THE PROBLEM: Reproduce the records below exactly as they appear, omitting any pictures they contain.

[Position identification records]

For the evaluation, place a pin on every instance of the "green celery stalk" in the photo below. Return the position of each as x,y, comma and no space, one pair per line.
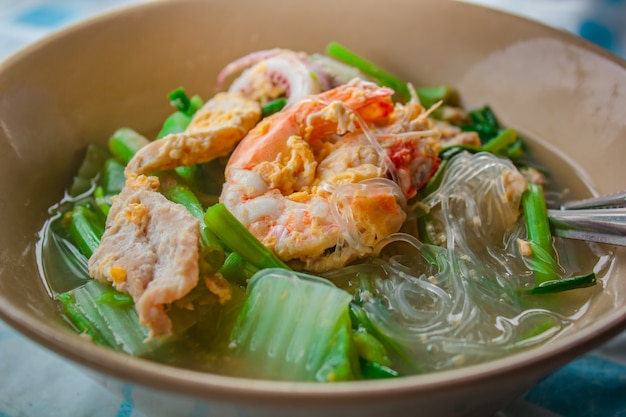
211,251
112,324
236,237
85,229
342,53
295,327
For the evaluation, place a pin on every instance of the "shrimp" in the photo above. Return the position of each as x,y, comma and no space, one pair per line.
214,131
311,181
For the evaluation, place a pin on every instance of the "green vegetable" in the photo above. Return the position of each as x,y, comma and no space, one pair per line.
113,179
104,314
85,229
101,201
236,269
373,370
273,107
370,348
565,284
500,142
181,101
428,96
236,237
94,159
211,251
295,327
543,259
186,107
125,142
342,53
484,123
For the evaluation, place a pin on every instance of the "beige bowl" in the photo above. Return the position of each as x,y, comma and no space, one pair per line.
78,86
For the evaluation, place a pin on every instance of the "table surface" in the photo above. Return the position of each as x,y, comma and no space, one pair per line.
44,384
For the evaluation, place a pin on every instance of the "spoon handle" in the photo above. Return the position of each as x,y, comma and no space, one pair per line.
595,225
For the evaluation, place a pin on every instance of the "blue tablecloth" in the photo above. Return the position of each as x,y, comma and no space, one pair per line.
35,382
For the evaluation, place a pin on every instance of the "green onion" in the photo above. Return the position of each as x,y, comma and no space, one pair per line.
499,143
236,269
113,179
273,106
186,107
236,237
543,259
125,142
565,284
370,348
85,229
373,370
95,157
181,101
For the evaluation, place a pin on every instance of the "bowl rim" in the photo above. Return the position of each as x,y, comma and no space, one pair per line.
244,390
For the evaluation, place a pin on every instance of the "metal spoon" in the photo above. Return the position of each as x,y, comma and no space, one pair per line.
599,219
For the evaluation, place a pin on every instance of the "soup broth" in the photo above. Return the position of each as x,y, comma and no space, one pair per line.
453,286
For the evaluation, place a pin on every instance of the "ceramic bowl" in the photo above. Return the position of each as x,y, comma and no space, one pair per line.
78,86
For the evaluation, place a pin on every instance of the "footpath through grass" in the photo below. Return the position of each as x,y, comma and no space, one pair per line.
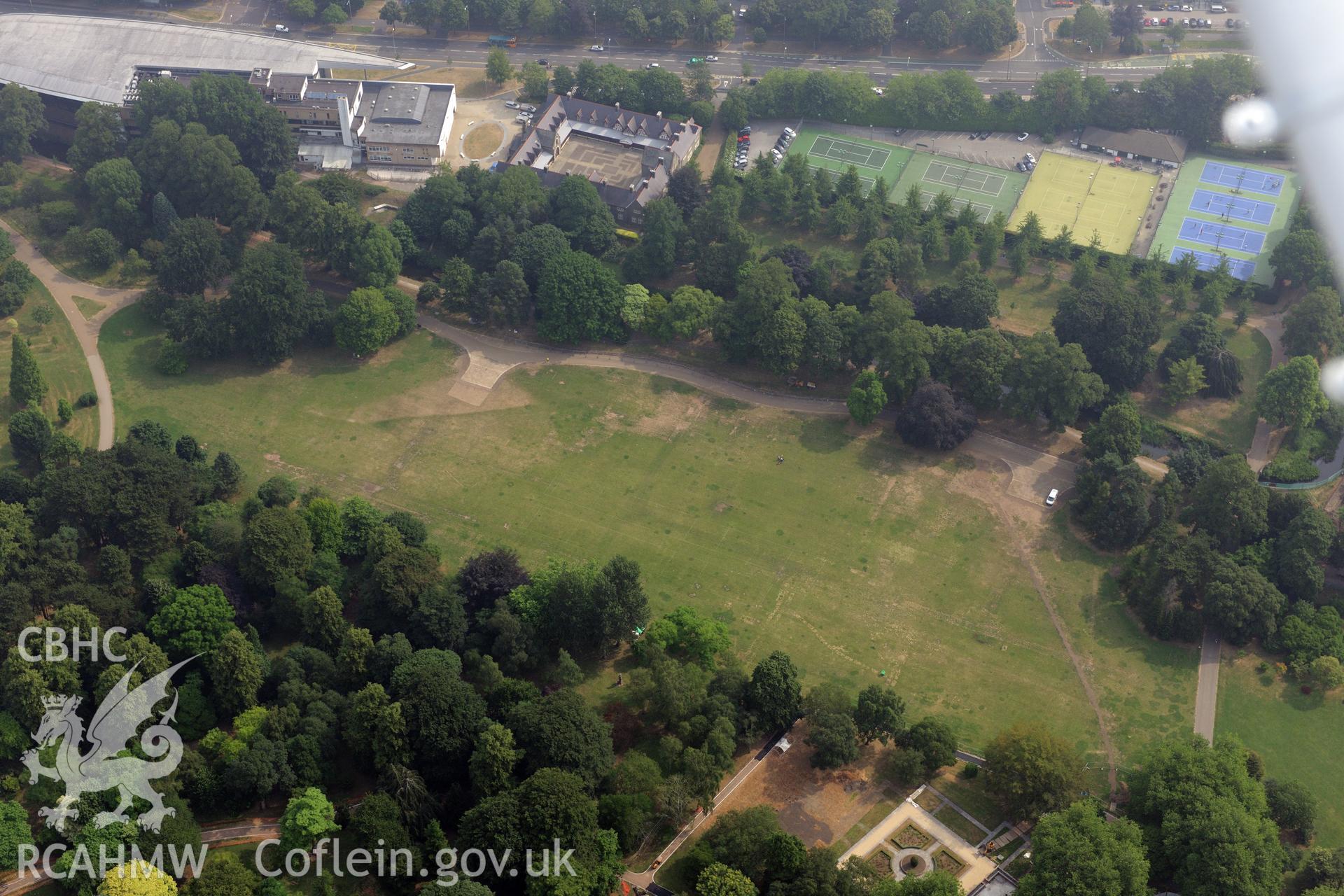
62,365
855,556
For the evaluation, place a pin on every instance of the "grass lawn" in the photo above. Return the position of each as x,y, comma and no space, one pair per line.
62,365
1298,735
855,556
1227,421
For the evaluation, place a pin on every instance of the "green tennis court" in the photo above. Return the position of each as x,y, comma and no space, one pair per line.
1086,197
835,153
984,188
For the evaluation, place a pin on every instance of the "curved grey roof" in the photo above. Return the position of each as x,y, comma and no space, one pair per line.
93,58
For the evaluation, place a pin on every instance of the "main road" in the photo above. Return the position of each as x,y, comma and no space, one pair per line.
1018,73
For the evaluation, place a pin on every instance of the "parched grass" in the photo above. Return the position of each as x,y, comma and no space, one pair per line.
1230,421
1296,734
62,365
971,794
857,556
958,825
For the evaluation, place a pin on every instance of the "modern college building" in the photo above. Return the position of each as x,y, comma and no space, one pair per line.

RESULT OF THE TASK:
For the evaluation, place a pin on every instance of the "green celery stalk" in the photo below. Return the position of each as x,y, comma and no space, one pair per line.
211,251
112,324
236,237
85,229
342,53
295,327
For the evaluation, place a pin on every instance of the "shrimp" in the photo above. Return the position of each as x,y, comma and no space, one pair per line.
214,131
311,181
For the evaluation, place a pin on every instance of the "green vegetable" in the photo above. Return the position of each as x,y, comma and no space, one pair per line.
113,179
104,314
85,229
101,201
236,269
373,370
273,107
370,348
565,284
500,142
181,101
428,96
236,237
94,159
211,251
295,327
543,259
186,107
125,142
342,53
484,123
For the evaluation, place a pin on every instance of the "beige bowl" in the photo above. Return the position of each as x,y, comma and no space, one pair per line.
78,86
For the evaluation, place a pin on every instance of the "table surface" in the photo above. Return the position of each as x,y, comma and no space, one pair per line.
44,384
For the evaluation, place a pin on every instance of the "spoon handle" in the photo above. Return the position of each as x,y, comma and no space, one pair per line.
595,225
For the evaluation, place a pin on every instance of the "blue tablecloth" in the photo above. Return the position of each as x,y, comma and no space, one pair per line.
35,382
For the evaluation, place a pin on every instance of the "green onion" in the photo above. Return the position of each as x,y, comma and no space, one pair per line.
499,143
236,269
113,179
273,106
186,107
236,237
543,259
125,142
565,284
370,348
85,229
373,370
95,157
181,101
For the evaluation, place a pin on every instance of the "bowl rim" in the photo above. Return the position of each as x,y, comma and no space, one pair per line.
244,390
For the evaluation, place a pin on every instance of the "metal spoon" in the photo above. Return the position of each as x,y, comma and no space, one pair per line.
599,219
For the evaluation, place a pin on every instance of the "soup broth" in the photo above. Return the position of each as x,y, comma and no space, one pair per line.
453,286
For the evaluation, place a pin on every instance of the "ceramic bowl" in the photo above. Return the position of each as x,y, comma and no space, one pair per line.
78,86
For the evaluation, place a pin on every instance of the "footpath through grass" in the photo below. Return the position of each as x,y, comma and no space, one pair per line.
62,365
855,556
For the evaluation, place a pin on every instance of the "grass lawn" in the photo above. Return the position of each as x,y, comma and no space, one pair per line.
62,365
1298,735
855,556
1227,421
For the evaluation, place a pin on every instance of the "green tennis court" in the photo above. Return the position of each as x,y, comma and no space, one pair per line.
1086,197
835,153
984,188
For the evaluation, place a pin on every instance of the "curved grey roof" in the photo above. Return the position of each as x,y, comma and no space, one pair per line.
93,58
For the evaluation, place a pin on every instance of the "main road" in the photo above. Return the position of each as x,y, comma and no space, one pair per line.
1018,73
For the evaluation, place a pin on every instance of the "parched grass" in the photo above. Return the position of each as x,y, comma and no space, one pair per line.
1230,421
1296,734
62,365
971,794
857,556
958,825
For the evaluation, place a pin on every instance of the "modern college building" in the photo above. Return the position of each as x,y, comma and no space, one pair per line.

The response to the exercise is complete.